• _WRITTEN EXERCISE_: Copy each of the rows below word for word, leaving out the pictures.
═══ ENTRIES ═══
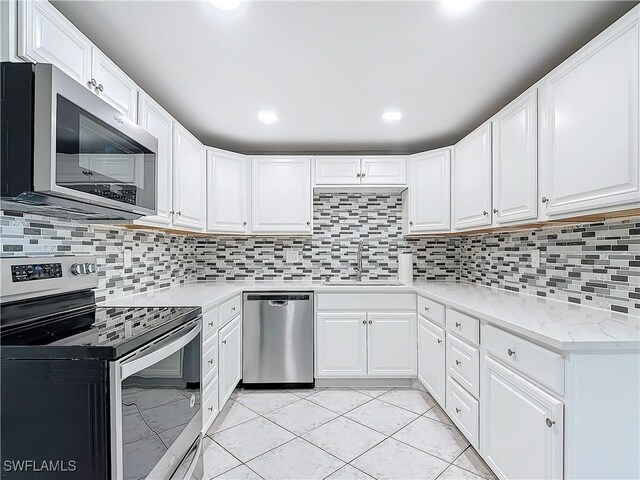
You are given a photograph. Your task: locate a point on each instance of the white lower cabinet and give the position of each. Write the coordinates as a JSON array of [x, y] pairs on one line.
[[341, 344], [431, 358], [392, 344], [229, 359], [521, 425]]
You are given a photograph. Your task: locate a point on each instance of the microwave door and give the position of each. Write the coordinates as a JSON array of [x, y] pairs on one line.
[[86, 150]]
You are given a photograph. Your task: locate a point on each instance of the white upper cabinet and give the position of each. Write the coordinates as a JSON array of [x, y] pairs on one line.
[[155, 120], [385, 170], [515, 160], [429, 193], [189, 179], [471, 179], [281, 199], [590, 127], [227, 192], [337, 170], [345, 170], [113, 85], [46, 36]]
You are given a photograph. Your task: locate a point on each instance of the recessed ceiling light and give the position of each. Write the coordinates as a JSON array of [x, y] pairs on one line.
═══
• _SOLVED EXERCISE_:
You are given a photograph. Your task: locate a point on each instance of the white lower cabinet and give the position of each. Write the coordinates as a JSON array of [x, y] pairs on one line.
[[341, 344], [431, 358], [392, 344], [229, 359], [521, 425]]
You are given a photograph. Your task: locate a point on each instance of the microwave door and give the position of each. Write the coordinates as a JSON array of [x, y] pairs on one line.
[[86, 150]]
You are given a photograph. Your task: locate a point on each instance of the white upper cabinet and give the position of each. Write the coordinates as a JSON array of [x, y] pairs on one line.
[[155, 120], [385, 170], [515, 160], [429, 193], [189, 179], [471, 179], [281, 199], [590, 127], [227, 192], [337, 170], [345, 170], [113, 85], [46, 36]]
You are given a photograph. Your task: locate a point on each instance of the recessed ceiling light and give the position of each. Write the coordinates as a JSON array of [x, y] pairs on one line.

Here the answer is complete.